# [Excerpt to read]
Sorry It's 18.16 Mbps(Download) 5.36Mbps(Upload) is that too slow for 3D?


----------



## Don Landis

afterlife2 said:


> Sorry It's 18.16 Mbps(Download) 5.36Mbps(Upload) is that too slow for 3D?


Oh that should be fine. I recall that Netflix wants 13Mbs sustained. The trouble with some ISP's is they start out at the rated speed you see on those speed test sites, but after a few minutes slow down. I use a sustained bandwidth account so it maintains the rated speed indefinitely. At 18 you should get far enough ahead in the cache so that if you do get a momentary slow down to 5Mbs, it should continue to play. Just watch out for other uses in your house that can eat into your Netflix hog. 

As zeez said the content is rather sparse. A few really nice movies as long as you aren't particular on genre among many kids cartoons and low budget stuff. I liked the Red Bull 3D productions too. But once you get through the Netflix content, the we has other resources, like You Tube to sift through. I also like Vudu and Sony for 3D streaming content.
Amazon hasn't had but a couple awful ( IMO ) 3D selections.


----------



## afterlife2

Thanks Don. Yep it does not work. Any special cables that I need to get the Roku to play 3D? http://www.amazon.com/AmazonBasics-High-Speed-HDMI-Cable-Supports/dp/B003L1ZYYM It plays great on my BD player with the disc, but no go on Roku.


----------



## rolldog

Don Landis said:


> I hadn't seen it before in the 3D titles. Yes, many of these with the exception of Beowuf and the Chinese one I've been underwhelmed. I'm beginning to believe Netflix has the 3D as a proof of technology at this time.
> 
> I'll keep checking! My new Sony 6200 region free player does Netflix 3D and Youtube 3D very well.


How did you make your Sony 6200 region free? Did you flash it with a custom firmware or BIOS to get these added functionalities? I have a Sony 3D BD-DVD player and would like to take advantage of this.


----------



## old corps

rolldog said:


> How did you make your Sony 6200 region free? Did you flash it with a custom firmware or BIOS to get these added functionalities? I have a Sony 3D BD-DVD player and would like to take advantage of this.



He purchased it here http://www.220-electronics.com/sony-bdp-s6200-region-free-blu-ray-dvd-player.html .


Ed


----------



## Brenton Wirth

*Netflix 3d streaming on Oculus Rift DK2*

Has anyone been able to get Netflix 3D movies to play on their PC's? and if so in side-by-side view? I have Oculus Rift DK2 and would like to be able to playback netflix 3d movies on it. 

Can anyone help or at least point me in the right direction?


----------



## CheyenneWay

This would be the best thing since peanut butter and jelly if they can get it to work on PC!

# [Tasks to carry out]
1. In the forum thread on Netflix 3D streaming, why does Don Landis say an 18 Mbps connection should keep playing even if the speed briefly drops?
2. Reproduce the part of the Netflix 3D streaming thread that begins at the words "Oh that should" and stops after "your Netflix hog.".
3. Take the Netflix 3D streaming thread further from its last post by writing the next reply.

# [Information shown]

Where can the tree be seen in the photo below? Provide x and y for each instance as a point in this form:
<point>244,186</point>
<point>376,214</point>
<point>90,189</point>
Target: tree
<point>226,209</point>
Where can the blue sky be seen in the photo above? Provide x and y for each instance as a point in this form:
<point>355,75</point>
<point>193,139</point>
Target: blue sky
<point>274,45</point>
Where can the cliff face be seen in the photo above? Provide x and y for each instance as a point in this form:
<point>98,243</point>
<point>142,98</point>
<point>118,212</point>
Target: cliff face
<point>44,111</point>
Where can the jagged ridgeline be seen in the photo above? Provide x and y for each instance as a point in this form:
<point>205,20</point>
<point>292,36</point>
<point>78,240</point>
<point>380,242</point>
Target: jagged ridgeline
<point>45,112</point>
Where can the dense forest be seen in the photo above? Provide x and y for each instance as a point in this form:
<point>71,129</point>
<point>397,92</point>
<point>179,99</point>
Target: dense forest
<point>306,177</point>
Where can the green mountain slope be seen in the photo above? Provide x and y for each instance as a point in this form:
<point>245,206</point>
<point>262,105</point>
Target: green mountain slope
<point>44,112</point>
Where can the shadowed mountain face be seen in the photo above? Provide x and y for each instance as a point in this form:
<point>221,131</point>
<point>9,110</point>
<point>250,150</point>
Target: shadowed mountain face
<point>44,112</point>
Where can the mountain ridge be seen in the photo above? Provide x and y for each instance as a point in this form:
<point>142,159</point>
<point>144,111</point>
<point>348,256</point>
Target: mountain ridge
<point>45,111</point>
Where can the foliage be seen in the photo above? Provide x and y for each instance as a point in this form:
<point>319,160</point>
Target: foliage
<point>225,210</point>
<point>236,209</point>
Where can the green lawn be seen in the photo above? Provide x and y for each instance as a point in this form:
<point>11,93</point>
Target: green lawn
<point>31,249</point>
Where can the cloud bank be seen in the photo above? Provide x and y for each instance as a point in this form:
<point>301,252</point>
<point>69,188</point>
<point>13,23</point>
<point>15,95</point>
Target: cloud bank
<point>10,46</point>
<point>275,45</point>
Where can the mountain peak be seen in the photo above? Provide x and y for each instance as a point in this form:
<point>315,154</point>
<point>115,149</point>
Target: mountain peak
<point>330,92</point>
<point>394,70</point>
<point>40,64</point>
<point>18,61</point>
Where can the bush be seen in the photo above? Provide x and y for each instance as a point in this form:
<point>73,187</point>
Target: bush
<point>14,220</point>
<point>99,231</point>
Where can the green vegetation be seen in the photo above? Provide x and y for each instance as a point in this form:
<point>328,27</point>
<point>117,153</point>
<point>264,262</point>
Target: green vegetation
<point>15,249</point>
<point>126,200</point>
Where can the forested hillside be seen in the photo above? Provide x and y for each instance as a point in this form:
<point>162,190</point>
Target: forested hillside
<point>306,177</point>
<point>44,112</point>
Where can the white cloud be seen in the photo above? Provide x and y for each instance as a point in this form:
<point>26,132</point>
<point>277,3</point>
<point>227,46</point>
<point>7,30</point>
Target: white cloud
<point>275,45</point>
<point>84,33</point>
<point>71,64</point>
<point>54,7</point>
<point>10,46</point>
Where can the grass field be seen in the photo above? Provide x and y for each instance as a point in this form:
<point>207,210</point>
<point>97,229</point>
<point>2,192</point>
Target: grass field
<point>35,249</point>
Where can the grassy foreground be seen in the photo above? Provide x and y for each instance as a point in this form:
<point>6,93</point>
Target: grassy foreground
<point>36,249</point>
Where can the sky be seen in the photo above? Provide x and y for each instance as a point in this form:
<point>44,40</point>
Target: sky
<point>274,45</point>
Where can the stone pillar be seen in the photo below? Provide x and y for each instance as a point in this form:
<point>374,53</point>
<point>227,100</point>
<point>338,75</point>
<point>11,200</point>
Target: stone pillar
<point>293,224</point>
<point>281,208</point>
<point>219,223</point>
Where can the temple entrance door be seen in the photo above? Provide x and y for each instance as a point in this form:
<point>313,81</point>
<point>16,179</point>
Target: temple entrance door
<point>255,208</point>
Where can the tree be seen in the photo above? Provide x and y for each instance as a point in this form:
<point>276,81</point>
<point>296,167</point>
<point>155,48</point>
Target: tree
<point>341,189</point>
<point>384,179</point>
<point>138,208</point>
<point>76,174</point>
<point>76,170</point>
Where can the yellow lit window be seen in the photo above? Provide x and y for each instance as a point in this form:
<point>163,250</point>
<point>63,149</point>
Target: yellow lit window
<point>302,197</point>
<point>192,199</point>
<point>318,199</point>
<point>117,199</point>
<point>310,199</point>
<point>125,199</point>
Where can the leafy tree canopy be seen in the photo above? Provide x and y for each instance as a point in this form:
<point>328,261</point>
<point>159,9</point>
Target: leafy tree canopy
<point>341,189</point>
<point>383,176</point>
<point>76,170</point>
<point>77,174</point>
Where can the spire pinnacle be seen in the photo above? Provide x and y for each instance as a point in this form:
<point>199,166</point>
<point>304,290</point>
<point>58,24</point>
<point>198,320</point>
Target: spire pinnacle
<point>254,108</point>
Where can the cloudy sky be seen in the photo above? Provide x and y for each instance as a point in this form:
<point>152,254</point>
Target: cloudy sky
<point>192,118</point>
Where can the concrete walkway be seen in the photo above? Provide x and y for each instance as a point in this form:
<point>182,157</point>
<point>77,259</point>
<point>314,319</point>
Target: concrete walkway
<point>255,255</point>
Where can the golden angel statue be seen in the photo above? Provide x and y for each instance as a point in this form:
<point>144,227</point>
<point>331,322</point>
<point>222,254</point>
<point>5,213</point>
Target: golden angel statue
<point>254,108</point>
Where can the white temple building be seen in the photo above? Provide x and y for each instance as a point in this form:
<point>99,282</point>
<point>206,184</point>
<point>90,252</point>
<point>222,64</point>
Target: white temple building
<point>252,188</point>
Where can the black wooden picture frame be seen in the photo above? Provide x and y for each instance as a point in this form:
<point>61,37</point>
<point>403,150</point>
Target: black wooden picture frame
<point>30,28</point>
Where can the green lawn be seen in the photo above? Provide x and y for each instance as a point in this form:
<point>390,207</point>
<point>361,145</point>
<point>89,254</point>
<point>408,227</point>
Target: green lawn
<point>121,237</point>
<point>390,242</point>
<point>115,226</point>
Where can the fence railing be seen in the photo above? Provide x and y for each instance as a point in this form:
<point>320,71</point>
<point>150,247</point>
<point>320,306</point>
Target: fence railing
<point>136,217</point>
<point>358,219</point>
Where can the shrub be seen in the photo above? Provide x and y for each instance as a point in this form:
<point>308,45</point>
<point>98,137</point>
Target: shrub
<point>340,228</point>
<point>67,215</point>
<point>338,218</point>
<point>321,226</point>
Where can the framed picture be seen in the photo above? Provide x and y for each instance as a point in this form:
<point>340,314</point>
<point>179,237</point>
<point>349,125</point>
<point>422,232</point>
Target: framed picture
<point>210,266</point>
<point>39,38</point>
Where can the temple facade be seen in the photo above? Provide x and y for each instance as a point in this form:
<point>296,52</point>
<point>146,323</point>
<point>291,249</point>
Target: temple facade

# [Responses to the tasks]
1. At 18 Mbps, the stream should get far enough ahead in the cache that a momentary slowdown to 5 Mbps would not stop playback.

2.
Oh that should be fine. I recall that Netflix wants 13Mbs sustained. The trouble with some ISP's is they start out at the rated speed you see on those speed test sites, but after a few minutes slow down. I use a sustained bandwidth account so it maintains the rated speed indefinitely. At 18 you should get far enough ahead in the cache so that if you do get a momentary slow down to 5Mbs, it should continue to play. Just watch out for other uses in your house that can eat into your Netflix hog.

3.
----------



## Don Landis

Just an FYI-

I began to have serious trouble getting Netflix 3D several weeks ago as none of the old titles were coming in as a 3D choice. I figured it just must be another sign of the times Netflix is ending their 3D selection altogether. Then last week, I tried to sign in on Netflix on my devices in the Home Theater and they kept showing a connection error. My new favorite app player is the Region Free Sony BP6200 and none of the apps on it would work. Only the internet browser.

Did a little searching on the internet and discovered Sony had an updated firmware, so I tried to update via the internet and that didn't work either. Finally resorted to downloading the latest firmware for the player on the computer and unzipping it to a flash drive and doing the update that way via the player's USB port. After the update Netflix is back and even the 3D selections! There are a few new titles too. But these were just animations and one Chinese myth story. All played well in 3D. 

I haven't checked my PS 3 lately but plan to see if that also has outdated firmware that will need a computer to do the update. 

In the past, these updates to Sony devices have been automatic as downloads from the internet. But it appears Sony changed it's DNS servers 1 and 2, so the devices can no longer get updates to find them. Not too smart of them! So, if you have a Sony device and can't connect to the Sony apps, get to a computer and download the firmware update for your device. It probably will fix the problem.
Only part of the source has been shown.